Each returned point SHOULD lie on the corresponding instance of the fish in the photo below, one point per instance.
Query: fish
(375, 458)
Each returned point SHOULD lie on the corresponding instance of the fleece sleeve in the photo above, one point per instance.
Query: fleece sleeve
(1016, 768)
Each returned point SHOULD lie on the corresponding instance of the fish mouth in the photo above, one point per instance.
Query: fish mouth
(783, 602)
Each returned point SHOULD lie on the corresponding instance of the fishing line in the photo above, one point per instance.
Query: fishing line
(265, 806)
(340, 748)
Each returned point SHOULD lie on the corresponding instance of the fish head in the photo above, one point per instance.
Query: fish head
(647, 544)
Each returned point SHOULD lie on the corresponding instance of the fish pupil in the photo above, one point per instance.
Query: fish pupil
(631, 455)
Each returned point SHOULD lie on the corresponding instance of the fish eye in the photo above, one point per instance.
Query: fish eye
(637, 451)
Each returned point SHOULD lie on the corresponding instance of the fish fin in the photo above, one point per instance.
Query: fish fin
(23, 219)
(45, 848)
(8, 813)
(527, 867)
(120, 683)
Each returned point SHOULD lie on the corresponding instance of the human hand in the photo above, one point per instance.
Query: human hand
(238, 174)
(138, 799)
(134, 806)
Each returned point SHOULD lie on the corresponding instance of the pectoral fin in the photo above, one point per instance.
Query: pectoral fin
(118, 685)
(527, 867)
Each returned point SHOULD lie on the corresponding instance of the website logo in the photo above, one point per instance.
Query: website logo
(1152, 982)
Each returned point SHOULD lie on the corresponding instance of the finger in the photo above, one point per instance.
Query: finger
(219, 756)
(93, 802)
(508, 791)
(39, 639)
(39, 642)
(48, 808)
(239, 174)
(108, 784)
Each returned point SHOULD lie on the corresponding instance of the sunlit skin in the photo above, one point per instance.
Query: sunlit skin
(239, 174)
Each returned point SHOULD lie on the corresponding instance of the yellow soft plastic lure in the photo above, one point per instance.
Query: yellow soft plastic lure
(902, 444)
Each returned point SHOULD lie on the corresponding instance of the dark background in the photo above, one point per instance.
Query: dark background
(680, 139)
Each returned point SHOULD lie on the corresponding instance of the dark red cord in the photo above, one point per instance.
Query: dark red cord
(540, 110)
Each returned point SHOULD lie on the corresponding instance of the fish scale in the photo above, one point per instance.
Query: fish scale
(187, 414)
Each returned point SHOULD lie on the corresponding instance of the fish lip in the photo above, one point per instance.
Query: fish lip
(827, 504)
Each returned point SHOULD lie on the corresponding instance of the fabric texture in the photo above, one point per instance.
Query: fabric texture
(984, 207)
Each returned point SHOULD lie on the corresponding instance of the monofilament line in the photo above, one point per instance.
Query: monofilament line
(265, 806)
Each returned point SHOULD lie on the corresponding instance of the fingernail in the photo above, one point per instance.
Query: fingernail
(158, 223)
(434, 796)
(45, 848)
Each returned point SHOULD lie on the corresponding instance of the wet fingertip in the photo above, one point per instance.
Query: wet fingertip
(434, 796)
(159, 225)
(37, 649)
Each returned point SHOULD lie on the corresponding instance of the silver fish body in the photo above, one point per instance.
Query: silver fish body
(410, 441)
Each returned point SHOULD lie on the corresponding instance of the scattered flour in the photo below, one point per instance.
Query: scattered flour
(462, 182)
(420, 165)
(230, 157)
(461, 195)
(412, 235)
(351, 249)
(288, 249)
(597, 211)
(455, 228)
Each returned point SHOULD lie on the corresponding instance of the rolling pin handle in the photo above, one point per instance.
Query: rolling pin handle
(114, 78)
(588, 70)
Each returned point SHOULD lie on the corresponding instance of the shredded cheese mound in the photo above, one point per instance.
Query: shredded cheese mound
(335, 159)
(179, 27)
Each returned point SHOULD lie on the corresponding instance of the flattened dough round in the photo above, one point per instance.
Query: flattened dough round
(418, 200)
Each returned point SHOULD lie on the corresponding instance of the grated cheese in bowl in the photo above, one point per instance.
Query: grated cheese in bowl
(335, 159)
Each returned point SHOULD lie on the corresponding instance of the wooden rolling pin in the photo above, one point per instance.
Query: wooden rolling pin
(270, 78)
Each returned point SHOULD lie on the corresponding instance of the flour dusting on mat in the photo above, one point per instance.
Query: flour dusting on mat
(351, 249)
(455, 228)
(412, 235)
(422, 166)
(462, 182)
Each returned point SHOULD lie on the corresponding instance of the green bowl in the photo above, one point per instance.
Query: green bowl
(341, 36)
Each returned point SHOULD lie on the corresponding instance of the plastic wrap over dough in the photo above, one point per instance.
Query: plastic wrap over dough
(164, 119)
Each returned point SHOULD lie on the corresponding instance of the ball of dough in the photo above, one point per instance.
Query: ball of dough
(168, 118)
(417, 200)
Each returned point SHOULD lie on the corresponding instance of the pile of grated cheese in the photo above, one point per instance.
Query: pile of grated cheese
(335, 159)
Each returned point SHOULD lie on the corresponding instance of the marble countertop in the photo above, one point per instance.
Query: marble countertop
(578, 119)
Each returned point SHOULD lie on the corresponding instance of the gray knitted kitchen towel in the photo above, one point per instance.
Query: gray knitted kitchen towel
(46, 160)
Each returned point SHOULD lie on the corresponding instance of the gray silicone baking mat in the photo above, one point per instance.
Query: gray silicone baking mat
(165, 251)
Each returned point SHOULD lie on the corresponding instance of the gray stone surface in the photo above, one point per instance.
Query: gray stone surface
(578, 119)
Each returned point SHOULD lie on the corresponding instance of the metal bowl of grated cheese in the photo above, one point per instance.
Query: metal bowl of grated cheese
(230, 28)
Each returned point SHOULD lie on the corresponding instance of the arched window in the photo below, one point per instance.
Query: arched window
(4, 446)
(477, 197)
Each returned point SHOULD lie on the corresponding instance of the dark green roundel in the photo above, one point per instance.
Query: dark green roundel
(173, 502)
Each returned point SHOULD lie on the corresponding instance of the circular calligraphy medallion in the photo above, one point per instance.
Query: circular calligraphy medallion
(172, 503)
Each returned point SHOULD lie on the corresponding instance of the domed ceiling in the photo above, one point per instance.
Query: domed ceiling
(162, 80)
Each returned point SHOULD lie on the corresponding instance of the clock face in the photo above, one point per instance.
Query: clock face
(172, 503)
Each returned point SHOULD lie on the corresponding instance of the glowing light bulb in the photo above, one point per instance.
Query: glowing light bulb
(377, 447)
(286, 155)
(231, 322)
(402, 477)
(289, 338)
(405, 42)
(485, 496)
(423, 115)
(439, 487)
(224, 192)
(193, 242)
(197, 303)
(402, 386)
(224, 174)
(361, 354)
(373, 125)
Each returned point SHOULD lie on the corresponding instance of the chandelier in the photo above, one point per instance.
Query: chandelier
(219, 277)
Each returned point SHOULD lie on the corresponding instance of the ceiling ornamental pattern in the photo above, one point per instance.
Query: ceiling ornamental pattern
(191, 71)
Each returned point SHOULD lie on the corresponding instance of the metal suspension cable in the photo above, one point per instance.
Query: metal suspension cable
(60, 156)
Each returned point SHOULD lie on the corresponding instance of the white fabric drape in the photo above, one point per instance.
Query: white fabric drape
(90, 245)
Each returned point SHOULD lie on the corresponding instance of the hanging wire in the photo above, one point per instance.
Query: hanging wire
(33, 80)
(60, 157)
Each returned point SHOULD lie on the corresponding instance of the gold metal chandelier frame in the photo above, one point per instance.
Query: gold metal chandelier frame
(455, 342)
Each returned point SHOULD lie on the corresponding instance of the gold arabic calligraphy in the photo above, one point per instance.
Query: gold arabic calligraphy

......

Instruction:
Repeat the data exactly. Leave nothing out.

Response below:
Each returned point SHOULD lie on the corresponding instance of the fish in the photo below, one point per instance.
Query: fish
(375, 458)
Each returned point SHOULD lie on the corresponding instance of the fleece sleeve in the photo above, one point per instance.
Query: fleece sleeve
(1016, 768)
Each returned point SHOULD lie on the corresponding instance of the fish mouth in the photo above, one point per instance.
Query: fish mouth
(783, 602)
Each returned point SHOULD lie on the corresponding instance of the fishing line in the photo above, one point per instance.
Query: fishing line
(265, 806)
(340, 748)
Each returned point SHOULD lie on the corresponding instance of the fish head in the photo above, one point per instance.
Query: fish head
(647, 544)
Each returned point SHOULD lie on the corresponding instance of the fish pupil in the photo above, one point per instance.
Query: fish pupil
(631, 455)
Each returned point SHOULD lie on the corresponding instance of the fish eye in the photo above, one point per instance.
Query: fish eye
(637, 451)
Each returned point SHOULD lie on the corresponding instance of the fish fin in the photo above, one point per instance.
Query: fish fin
(23, 219)
(45, 848)
(8, 813)
(527, 867)
(120, 683)
Each returned point SHOULD lie on the corresponding instance of the human hand in the photo above, one point per instance.
Query: human hand
(238, 174)
(138, 799)
(134, 806)
Each returned point SHOULD lie on the corresponding instance of the pectoral fin in the photo above, one point per instance.
Query: pectoral fin
(118, 685)
(527, 867)
Each returned point SHOULD lie on the corresponding instance of the website logo in the photo above, one point per instance.
Query: website logo
(1152, 982)
Each returned point SHOULD lie on the corresponding instance of the finger in the photo above, one point per instance.
Query: finger
(219, 756)
(93, 802)
(508, 791)
(39, 639)
(39, 642)
(48, 808)
(239, 174)
(108, 784)
Each returned point SHOULD lie on the corresponding instance of the sunlit skin in the photo above, one point per instance.
Query: sunlit skin
(239, 174)
Each returned point SHOULD lie on the corresponding instance of the yellow soft plastic lure in the photo above, one point per instance.
Query: yellow soft plastic lure
(902, 444)
Each returned point SHOULD lie on the corresponding instance of the dark background in the photo above, one point per instance.
Query: dark background
(680, 139)
Each returned point SHOULD lie on the corresponding instance of the dark red cord in the photo above, one point per instance.
Query: dark red cord
(540, 110)
Each returned point SHOULD lie on the corresponding instance of the fish scale in the photo above, one point per instance.
Query: fish scale
(187, 414)
Each returned point SHOULD lie on the corresponding instance of the fish lip in the photo above, one point per instance.
Query: fish lip
(827, 504)
Each returned point SHOULD lie on the corresponding instance of the fabric texture in the photo above, one point per instance.
Query: fabric texture
(984, 207)
Each returned point SHOULD lie on the corresponding instance of the monofilament line in the photo above, one point per instance.
Query: monofilament line
(265, 806)
Each returned point SHOULD lie on the corresponding instance of the fingernail in the photo above, one point per instance.
Query: fingernail
(158, 223)
(434, 796)
(45, 848)
Each returned point SHOULD lie on the corresponding instance of the wet fingertip in the photo above, one point per instance.
Query: wet fingertip
(434, 796)
(159, 225)
(37, 649)
Each returned point SHOULD lie on the corresponding instance of the silver fish body in the photo above, one point per instance.
Query: silver fish body
(410, 441)
Each returned point SHOULD lie on the corresponding instance of the scattered flour in the photo below, one point per instance.
Query: scattered flour
(462, 182)
(420, 165)
(230, 157)
(461, 195)
(412, 235)
(351, 249)
(288, 249)
(597, 211)
(455, 228)
Each returned point SHOULD lie on the corresponding instance of the rolling pin handle in the photo above, one point per instance.
Query: rolling pin handle
(114, 78)
(588, 70)
Each returned point SHOULD lie on the corresponding instance of the shredded cheese mound in the photo above, one point per instance.
Query: shredded cheese mound
(335, 159)
(179, 27)
Each returned point SHOULD lie on the corresponding instance of the flattened dough round in the photo above, one point per instance.
Query: flattened dough round
(418, 200)
Each returned point SHOULD lie on the corresponding instance of the grated cheese in bowl in the photo above, one point per instance.
Query: grated cheese in bowl
(335, 159)
Each returned point SHOULD lie on the corresponding instance of the wooden rolling pin in the photo above, one point per instance.
Query: wooden rolling pin
(270, 78)
Each returned point SHOULD lie on the corresponding instance of the flour dusting on mat in the photo above, one point per instance.
Query: flour dusting on mat
(351, 249)
(455, 228)
(412, 235)
(422, 166)
(462, 182)
Each returned point SHOULD lie on the corresponding instance of the green bowl in the photo above, one point per instance.
Query: green bowl
(341, 36)
Each returned point SHOULD lie on the corresponding instance of the plastic wrap over dough in the photo above, one point per instance.
Query: plastic wrap over dough
(164, 119)
Each returned point SHOULD lie on the corresponding instance of the ball of dough in the photo above, one point per instance.
Query: ball of dough
(168, 118)
(417, 200)
Each returned point SHOULD lie on the corresponding instance of the pile of grated cheese in the photo above, one point per instance.
Query: pile of grated cheese
(335, 159)
Each returned point SHOULD lie on the corresponding instance of the marble countertop in the photo above, one point per instance.
Query: marble countertop
(578, 119)
Each returned point SHOULD lie on the corresponding instance of the gray knitted kitchen towel in the photo above, one point per instance.
Query: gray knitted kitchen towel
(46, 160)
Each returned point SHOULD lie on the corresponding instance of the gray silicone baking mat in the photo above, one point per instance.
Query: gray silicone baking mat
(165, 251)
Each returned point SHOULD lie on the corresponding instance of the gray stone surface in the photo above, one point per instance.
Query: gray stone surface
(578, 119)
Each returned point SHOULD lie on the corresponding instance of the metal bowl of grated cheese in the photo above, one point per instance.
Query: metal bowl of grated cheese
(230, 28)
Each returned point SHOULD lie on the corresponding instance of the arched window in the photo below, one point per instance.
Query: arched window
(4, 446)
(477, 197)
Each returned point SHOULD lie on the corresponding instance of the dark green roundel in the photo above, one point per instance.
Query: dark green roundel
(173, 502)
Each returned point SHOULD lie on the corresponding instance of the circular calligraphy medallion in the photo above, one point per instance.
Query: circular calligraphy medallion
(172, 503)
Each returned point SHOULD lie on the corresponding instance of the domed ceiling in the photo above, one point per instance.
Query: domed ceiling
(162, 80)
Each returned point SHOULD lie on the corresponding instance of the clock face in the photo above, one point per instance.
Query: clock face
(172, 503)
Each returned point SHOULD lie on the corresponding instance of the glowing light bulb in the photo above, one point per instance.
Query: glowing light bulb
(377, 447)
(286, 155)
(231, 322)
(402, 477)
(289, 338)
(405, 42)
(485, 496)
(423, 115)
(439, 487)
(224, 192)
(193, 242)
(197, 303)
(402, 386)
(224, 174)
(361, 354)
(373, 125)
Each returned point SHOULD lie on the corresponding instance of the chandelier in the photo above, one point per instance.
Query: chandelier
(219, 277)
Each returned point SHOULD lie on the corresponding instance of the ceiling ornamental pattern in the photo above, one point per instance.
Query: ceiling ornamental pattern
(191, 71)
Each returned point SHOULD lie on the corresponding instance of the metal suspension cable in the photo above, one point per instance.
Query: metal suspension cable
(60, 156)
Each returned point SHOULD lie on the corresponding instance of the white fabric drape in the photo above, one point per instance.
Query: white fabric drape
(90, 245)
Each returned point SHOULD lie on the corresponding instance of the hanging wire in the photo above, one point per instance.
Query: hanging wire
(33, 80)
(60, 157)
Each returned point SHOULD lie on the corresponding instance of the gold metal chandelier frame in the photo above, one point per instance.
Query: gold metal chandelier frame
(455, 342)
Each returned point SHOULD lie on the corresponding instance of the gold arabic calligraphy in the photo above, one point per instance.
Query: gold arabic calligraphy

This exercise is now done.